--- EXCERPT ---
━━━━━━━━━━━━━━━━━━━━━━━━━━━━━━

# Convolutional Neural Network

#### Introduction

A Convolutional Neural Network (ConvNet/CNN) is a Deep Learning algorithm which can take in an input image, assign importance (learnable weights and biases) to various aspects/objects in the image and be able to differentiate one from the other. The pre-processing required in a ConvNet is much lower as compared to other classification algorithms. While in primitive methods filters are hand-engineered, with enough training, ConvNets have the ability to learn these filters/characteristics.
The architecture of a ConvNet is analogous to that of the connectivity pattern of Neurons in the Human Brain and was inspired by the organization of the Visual Cortex. Individual neurons respond to stimuli only in a restricted region of the visual field known as the Receptive Field. A collection of such fields overlap to cover the entire visual area.

![CNN](cnn.jpeg)

#### Why ConvNets over Feed-Forward Neural Nets?

| ![Feed Forward](feedf.png) | 
|:--:| 
| *Flattening of a 3x3 image matrix into a 9x1 vector* |


An image is nothing but a matrix of pixel values, right? So why not just flatten the image (e.g. 3x3 image matrix into a 9x1 vector) and feed it to a Multi-Level Perceptron for classification purposes? Uh.. not really.
In cases of extremely basic binary images, the method might show an average precision score while performing prediction of classes but would have little to no accuracy when it comes to complex images having pixel dependencies throughout.
A ConvNet is able to successfully capture the Spatial and Temporal dependencies in an image through the application of relevant filters. The architecture performs a better fitting to the image dataset due to the reduction in the number of parameters involved and reusability of weights. In other words, the network can be trained to understand the sophistication of the image better.


#### Input Image


| ![Input Image](inputimg.png) | 
|:--:| 
| *4x4x3 RGB Image* |

In the figure, we have an RGB image which has been separated by its three color planes — Red, Green, and Blue. There are a number of such color spaces in which images exist — Grayscale, RGB, HSV, CMYK, etc.

━━━━━━━━━━━━━━━━━━━━━━━━━━━━━━

--- MATERIAL PROVIDED ---
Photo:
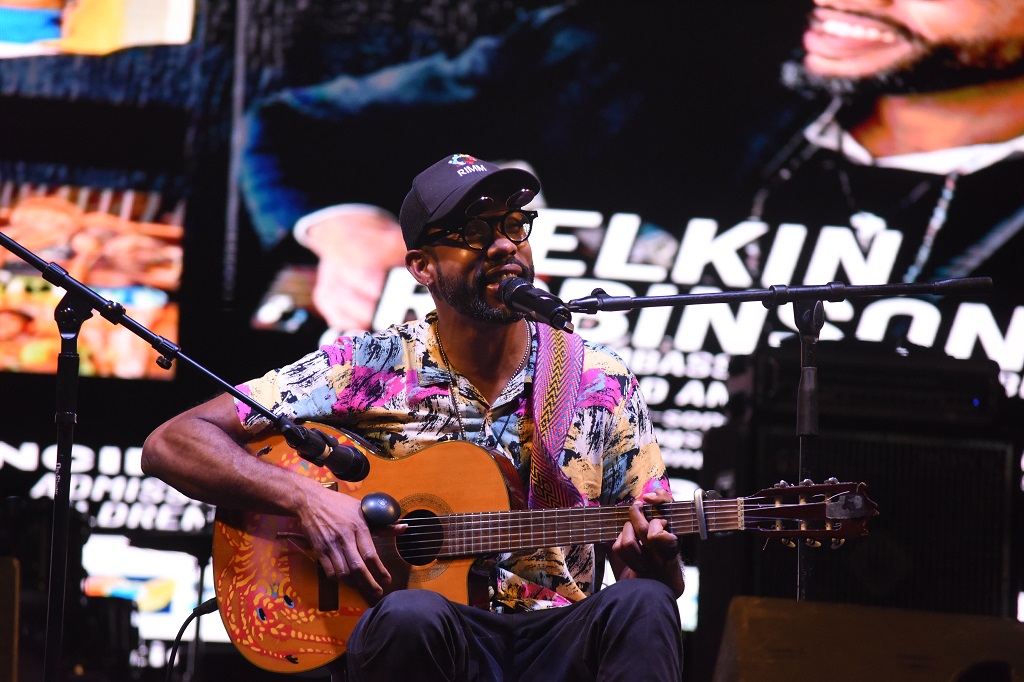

━━━━━━━━━━━━━━━━━━━━━━━━━━━━━━

--- THE PROBLEM ---
Write out the passage of the convolutional neural network article from "An image is" to "pixel dependencies throughout." without any change.

--- SOLUTION FOR THIS EXERCISE ---
An image is nothing but a matrix of pixel values, right? So why not just flatten the image (e.g. 3x3 image matrix into a 9x1 vector) and feed it to a Multi-Level Perceptron for classification purposes? Uh.. not really.
In cases of extremely basic binary images, the method might show an average precision score while performing prediction of classes but would have little to no accuracy when it comes to complex images having pixel dependencies throughout.